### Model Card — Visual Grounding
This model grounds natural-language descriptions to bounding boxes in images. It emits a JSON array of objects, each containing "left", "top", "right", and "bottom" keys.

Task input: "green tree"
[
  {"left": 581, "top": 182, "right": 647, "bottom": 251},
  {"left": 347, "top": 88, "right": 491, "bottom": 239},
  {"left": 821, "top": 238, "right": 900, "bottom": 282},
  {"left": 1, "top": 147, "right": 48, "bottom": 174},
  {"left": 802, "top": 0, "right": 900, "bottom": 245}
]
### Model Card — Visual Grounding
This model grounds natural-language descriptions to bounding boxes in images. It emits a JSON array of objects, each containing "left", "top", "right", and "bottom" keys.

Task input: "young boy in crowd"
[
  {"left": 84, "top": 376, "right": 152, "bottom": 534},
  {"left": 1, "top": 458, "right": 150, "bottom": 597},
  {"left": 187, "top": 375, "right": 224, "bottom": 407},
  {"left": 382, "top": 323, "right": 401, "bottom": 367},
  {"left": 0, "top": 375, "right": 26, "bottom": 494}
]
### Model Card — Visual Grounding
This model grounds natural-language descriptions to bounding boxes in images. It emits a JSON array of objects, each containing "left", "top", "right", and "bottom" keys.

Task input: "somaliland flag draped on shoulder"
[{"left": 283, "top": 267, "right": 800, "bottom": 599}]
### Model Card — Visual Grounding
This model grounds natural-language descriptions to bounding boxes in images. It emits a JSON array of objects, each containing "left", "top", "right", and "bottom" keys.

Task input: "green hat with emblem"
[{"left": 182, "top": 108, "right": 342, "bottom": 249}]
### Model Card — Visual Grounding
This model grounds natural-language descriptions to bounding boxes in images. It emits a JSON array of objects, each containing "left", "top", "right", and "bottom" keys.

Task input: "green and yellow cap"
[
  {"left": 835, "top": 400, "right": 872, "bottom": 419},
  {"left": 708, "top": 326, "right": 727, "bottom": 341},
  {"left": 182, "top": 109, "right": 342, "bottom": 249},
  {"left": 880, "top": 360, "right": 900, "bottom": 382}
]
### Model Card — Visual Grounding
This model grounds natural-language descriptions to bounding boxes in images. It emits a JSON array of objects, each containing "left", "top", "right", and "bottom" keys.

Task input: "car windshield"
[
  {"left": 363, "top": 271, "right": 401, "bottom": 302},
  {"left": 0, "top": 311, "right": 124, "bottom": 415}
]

Try it
Please reproduce each record precisely as written.

Output for this exercise
### Model Card — Visual Grounding
This model grounds natural-language descriptions to bounding boxes in images. It emits a JSON array of objects, each containing "left", "top", "right", and "bottom" keys.

Task input: "green tree"
[
  {"left": 581, "top": 182, "right": 647, "bottom": 251},
  {"left": 347, "top": 88, "right": 491, "bottom": 239},
  {"left": 821, "top": 238, "right": 900, "bottom": 282},
  {"left": 1, "top": 147, "right": 48, "bottom": 174},
  {"left": 802, "top": 0, "right": 900, "bottom": 245}
]
### Model Card — Visual Grounding
This model grounds natural-language descriptions to bounding boxes in images. It emits a JSON array of objects, each containing "left", "top", "right", and "bottom" keys.

Task input: "young boy in crowd"
[
  {"left": 84, "top": 376, "right": 152, "bottom": 534},
  {"left": 1, "top": 458, "right": 150, "bottom": 597},
  {"left": 187, "top": 375, "right": 224, "bottom": 407},
  {"left": 382, "top": 323, "right": 401, "bottom": 367},
  {"left": 0, "top": 375, "right": 26, "bottom": 494}
]
### Model Card — Visual Grounding
This model grounds natural-language descriptions to bounding boxes in images. It emits a JSON array of objects, each containing "left", "top", "right", and "bottom" keys.

Task input: "somaliland flag draped on shoulder"
[{"left": 283, "top": 267, "right": 800, "bottom": 599}]
### Model Card — Visual Grounding
This model grounds natural-language descriptions to bounding boxes in images. It emits a JSON array of objects, each containing "left", "top", "right", and "bottom" keys.

Task input: "green hat with emblem"
[{"left": 182, "top": 108, "right": 342, "bottom": 249}]
### Model Card — Visual Grounding
This model grounds natural-language descriptions to bounding boxes in images. It emits a JSON array of objects, each containing "left", "top", "right", and "bottom" keys.

Task input: "green and yellow cap"
[
  {"left": 835, "top": 400, "right": 872, "bottom": 419},
  {"left": 708, "top": 326, "right": 727, "bottom": 341},
  {"left": 182, "top": 109, "right": 342, "bottom": 249},
  {"left": 880, "top": 360, "right": 900, "bottom": 382}
]
### Model Card — Visual Grounding
This model grounds natural-language descriptions to bounding boxes in images. It emits a JSON array of objects, each containing "left", "top", "right", and "bottom" keys.

Task input: "car windshield"
[
  {"left": 363, "top": 271, "right": 401, "bottom": 302},
  {"left": 0, "top": 311, "right": 124, "bottom": 415}
]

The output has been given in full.